# Задание:
Выведите дословно ту часть фрагмента документа, которая начинается со слов, содержащих «Богач, бедняк», и заканчивается словами «бедных, которые служат.».

# Фрагмент документа:

....................

Богач, бедняк

/Юродивые ХХ века, гл. 15/.

Социальное равенство – это наиболее естественная и наиболее химерическая идея… На нашей несчастной планете люди, живущие в обществе, не могут не разделяться на два класса – на богатых, которые распоряжаются, и бедных, которые служат.
Вольтер .
Неопытная гимназисточка, только еще собирающаяся поступить на службу в КП, может подумать, что если г.Обломов и г.Розанов валятся в статье в одну кучу, словно журналисты отдела православной нравственности, предающиеся свальному греху, то они большие друзья. И сильно ошибется. Это ведь только в КП не знают, что обыватель и помещик, владелец сотен крепостных душ, - это не совсем одно и то же. Разумеется, ВВ тоже не конюхом работал, а мать его была из рода дворян Шишкиных. Только вот дворянин без поместья – это все равно, что брачная ночь без невесты. "По правде сказать, - говорит Писарев – вся судьба человека зависит от того, какими средствами он поддерживает собственное  существование. Всякому известно "(Писарев явно не учитывал существования КП)", что есть люди, которые добывают себе хлеб собственным трудом, и есть люди, которые кушают хлеб, добытый другими и могут жить не трудясь". ВВ не трудясь жить не мог. И даже трудясь, зарабатывал копейки. "Другой за 35 копеек целый день бьется!" – поучал ВВ молодого извозчика, заломившего, как ему показалось, слишком высокую цену, в пору запоздалого процветания. (Лишь тот достоин 35 копеек, кто каждый день за них идет на бой!).

....................

Фрагмент набора данных:
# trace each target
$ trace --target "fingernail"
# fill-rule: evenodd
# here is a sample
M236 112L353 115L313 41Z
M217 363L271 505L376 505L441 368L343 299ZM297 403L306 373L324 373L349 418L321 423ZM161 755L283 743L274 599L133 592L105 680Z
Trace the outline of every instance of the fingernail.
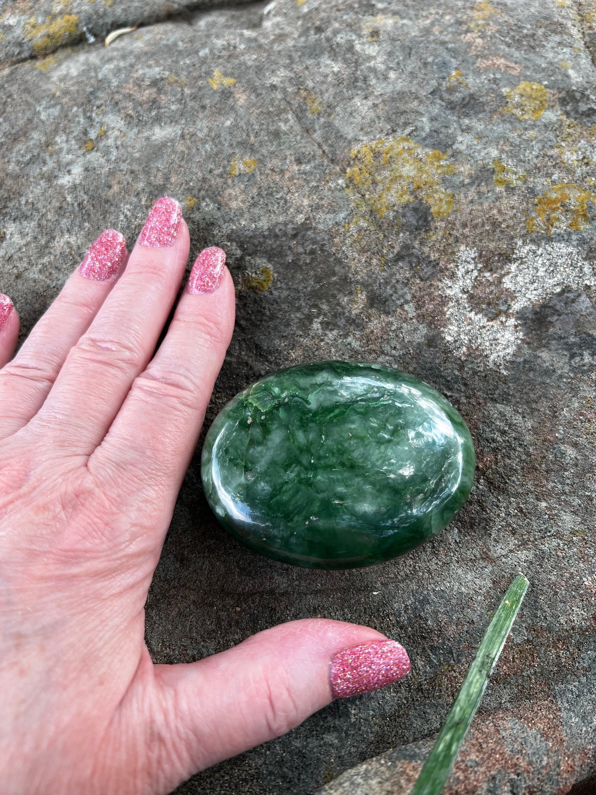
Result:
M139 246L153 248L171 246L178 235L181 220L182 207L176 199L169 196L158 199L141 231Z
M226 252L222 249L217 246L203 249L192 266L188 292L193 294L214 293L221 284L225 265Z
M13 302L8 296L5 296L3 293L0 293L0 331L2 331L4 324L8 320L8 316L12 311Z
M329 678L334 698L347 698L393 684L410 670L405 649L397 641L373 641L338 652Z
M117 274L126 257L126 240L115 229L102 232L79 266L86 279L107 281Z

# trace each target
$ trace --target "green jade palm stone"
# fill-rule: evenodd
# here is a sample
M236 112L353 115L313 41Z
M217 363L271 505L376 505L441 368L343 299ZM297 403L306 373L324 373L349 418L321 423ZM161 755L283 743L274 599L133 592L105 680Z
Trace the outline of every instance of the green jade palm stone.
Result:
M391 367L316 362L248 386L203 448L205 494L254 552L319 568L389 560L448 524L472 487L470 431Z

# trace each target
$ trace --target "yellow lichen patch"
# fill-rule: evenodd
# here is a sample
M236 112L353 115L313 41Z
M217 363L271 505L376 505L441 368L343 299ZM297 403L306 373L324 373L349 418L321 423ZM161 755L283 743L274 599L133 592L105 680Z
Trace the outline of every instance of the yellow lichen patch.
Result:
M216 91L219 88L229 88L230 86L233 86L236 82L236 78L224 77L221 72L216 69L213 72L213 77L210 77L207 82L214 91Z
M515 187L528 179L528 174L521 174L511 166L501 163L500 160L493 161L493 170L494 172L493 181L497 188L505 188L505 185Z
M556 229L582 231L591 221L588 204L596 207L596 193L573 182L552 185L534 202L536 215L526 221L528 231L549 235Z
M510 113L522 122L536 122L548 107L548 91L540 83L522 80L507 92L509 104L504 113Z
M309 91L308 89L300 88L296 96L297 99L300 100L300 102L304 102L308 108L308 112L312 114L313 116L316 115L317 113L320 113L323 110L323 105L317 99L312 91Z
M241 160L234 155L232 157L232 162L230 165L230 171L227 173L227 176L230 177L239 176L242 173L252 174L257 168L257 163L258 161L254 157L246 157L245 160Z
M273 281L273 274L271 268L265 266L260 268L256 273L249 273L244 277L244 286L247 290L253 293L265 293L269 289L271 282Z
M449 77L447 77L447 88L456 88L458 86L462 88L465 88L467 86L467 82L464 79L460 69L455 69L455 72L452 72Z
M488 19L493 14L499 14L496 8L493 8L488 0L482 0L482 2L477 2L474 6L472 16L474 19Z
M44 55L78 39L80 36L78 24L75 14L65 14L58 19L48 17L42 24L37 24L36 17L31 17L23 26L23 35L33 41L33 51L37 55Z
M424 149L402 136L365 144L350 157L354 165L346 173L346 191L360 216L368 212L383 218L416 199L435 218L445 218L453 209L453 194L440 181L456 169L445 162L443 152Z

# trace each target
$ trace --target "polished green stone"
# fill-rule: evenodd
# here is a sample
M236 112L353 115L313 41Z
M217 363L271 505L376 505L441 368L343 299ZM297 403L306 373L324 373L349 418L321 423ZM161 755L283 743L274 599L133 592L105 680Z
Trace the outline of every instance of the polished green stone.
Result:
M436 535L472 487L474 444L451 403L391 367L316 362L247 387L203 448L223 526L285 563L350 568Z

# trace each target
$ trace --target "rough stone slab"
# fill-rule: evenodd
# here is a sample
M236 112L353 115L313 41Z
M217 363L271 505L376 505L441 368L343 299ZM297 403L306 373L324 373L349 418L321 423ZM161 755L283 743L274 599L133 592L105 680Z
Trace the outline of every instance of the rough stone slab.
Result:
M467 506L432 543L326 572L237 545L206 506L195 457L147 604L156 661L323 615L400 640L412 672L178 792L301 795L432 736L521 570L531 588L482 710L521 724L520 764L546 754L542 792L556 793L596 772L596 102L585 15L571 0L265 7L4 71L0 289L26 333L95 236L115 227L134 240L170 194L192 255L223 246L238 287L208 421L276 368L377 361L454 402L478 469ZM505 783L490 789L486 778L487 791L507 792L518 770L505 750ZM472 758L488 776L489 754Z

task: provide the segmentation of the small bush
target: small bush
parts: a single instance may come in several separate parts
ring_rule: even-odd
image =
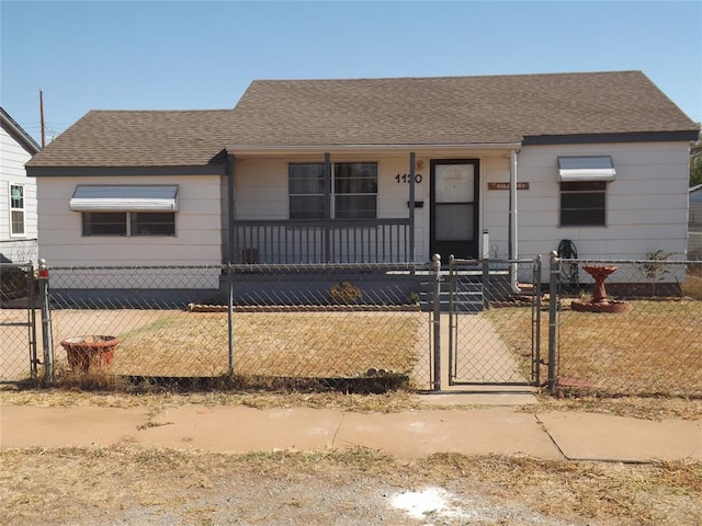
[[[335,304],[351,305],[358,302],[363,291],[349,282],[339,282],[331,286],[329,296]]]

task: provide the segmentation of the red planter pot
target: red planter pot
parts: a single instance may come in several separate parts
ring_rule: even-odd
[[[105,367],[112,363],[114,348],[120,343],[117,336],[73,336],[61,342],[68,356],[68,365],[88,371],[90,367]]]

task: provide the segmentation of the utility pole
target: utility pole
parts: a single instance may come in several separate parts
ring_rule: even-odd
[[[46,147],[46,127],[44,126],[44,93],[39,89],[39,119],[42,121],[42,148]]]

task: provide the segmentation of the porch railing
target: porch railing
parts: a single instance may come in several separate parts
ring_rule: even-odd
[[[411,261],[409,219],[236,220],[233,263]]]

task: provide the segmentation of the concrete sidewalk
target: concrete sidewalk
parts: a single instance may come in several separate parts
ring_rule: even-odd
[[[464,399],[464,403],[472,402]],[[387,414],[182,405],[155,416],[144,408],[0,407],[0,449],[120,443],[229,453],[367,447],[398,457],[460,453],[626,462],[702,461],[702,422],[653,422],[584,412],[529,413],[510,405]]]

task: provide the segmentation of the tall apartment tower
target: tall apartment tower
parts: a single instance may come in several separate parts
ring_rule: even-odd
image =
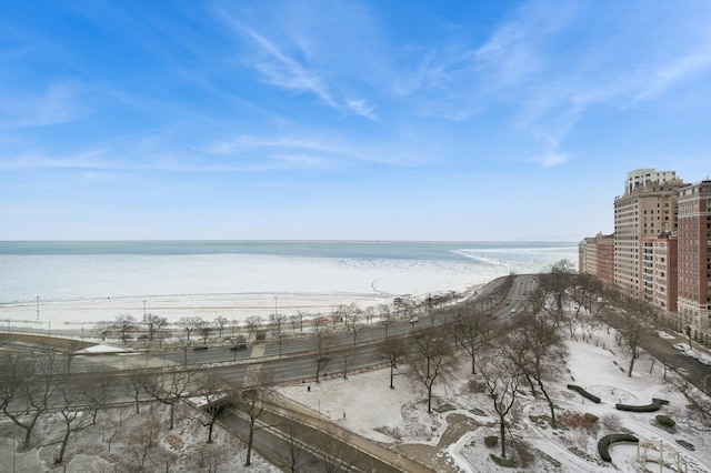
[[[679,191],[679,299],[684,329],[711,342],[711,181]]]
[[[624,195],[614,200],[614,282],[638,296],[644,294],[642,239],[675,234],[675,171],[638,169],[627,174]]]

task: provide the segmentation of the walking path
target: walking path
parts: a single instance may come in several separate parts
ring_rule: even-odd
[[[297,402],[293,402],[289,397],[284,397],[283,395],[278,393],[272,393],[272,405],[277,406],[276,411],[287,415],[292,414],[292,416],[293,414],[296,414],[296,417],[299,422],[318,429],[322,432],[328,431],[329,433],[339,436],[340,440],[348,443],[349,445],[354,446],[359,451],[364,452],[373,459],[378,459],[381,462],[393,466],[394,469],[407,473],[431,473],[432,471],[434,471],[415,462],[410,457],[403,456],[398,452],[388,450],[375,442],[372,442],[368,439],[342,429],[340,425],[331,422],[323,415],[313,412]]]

....................

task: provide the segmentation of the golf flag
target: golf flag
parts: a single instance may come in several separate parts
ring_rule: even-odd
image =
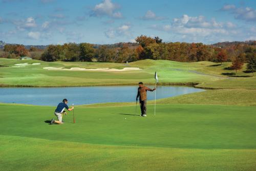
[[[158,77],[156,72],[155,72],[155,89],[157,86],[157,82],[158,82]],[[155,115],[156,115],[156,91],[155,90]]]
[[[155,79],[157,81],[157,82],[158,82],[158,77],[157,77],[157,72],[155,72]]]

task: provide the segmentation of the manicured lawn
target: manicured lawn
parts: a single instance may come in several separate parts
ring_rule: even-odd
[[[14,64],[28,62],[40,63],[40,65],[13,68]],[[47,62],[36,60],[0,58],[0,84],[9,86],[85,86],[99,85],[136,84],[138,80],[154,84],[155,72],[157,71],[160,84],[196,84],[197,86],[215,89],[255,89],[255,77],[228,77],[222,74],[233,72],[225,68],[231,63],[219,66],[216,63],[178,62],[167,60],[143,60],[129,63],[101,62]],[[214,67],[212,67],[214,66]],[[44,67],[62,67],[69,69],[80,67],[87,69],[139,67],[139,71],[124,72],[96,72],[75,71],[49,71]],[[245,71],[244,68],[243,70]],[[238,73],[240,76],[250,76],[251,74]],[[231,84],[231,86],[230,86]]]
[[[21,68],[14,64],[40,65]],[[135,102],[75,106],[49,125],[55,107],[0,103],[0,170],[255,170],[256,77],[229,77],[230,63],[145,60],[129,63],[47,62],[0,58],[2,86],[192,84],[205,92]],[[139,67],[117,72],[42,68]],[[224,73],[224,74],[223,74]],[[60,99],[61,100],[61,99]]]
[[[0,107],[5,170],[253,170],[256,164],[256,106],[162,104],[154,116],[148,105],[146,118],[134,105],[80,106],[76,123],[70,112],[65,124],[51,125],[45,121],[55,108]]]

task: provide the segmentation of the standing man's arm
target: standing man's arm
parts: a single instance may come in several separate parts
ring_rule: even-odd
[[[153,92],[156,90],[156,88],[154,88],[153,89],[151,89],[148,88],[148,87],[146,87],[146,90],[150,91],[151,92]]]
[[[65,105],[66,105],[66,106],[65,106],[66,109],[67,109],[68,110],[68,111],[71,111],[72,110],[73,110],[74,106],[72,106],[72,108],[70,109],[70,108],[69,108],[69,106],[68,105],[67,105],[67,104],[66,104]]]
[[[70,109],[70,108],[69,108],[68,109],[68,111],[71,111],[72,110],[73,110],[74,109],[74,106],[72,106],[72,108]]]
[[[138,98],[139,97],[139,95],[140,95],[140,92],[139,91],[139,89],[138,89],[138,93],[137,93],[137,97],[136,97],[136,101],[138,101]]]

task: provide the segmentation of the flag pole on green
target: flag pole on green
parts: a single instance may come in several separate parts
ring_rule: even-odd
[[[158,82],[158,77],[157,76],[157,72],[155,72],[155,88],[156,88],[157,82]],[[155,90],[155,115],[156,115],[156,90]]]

....................

# Правильный ответ:
Богач, бедняк

/Юродивые ХХ века, гл. 15/.

Социальное равенство – это наиболее естественная и наиболее химерическая идея… На нашей несчастной планете люди, живущие в обществе, не могут не разделяться на два класса – на богатых, которые распоряжаются, и бедных, которые служат.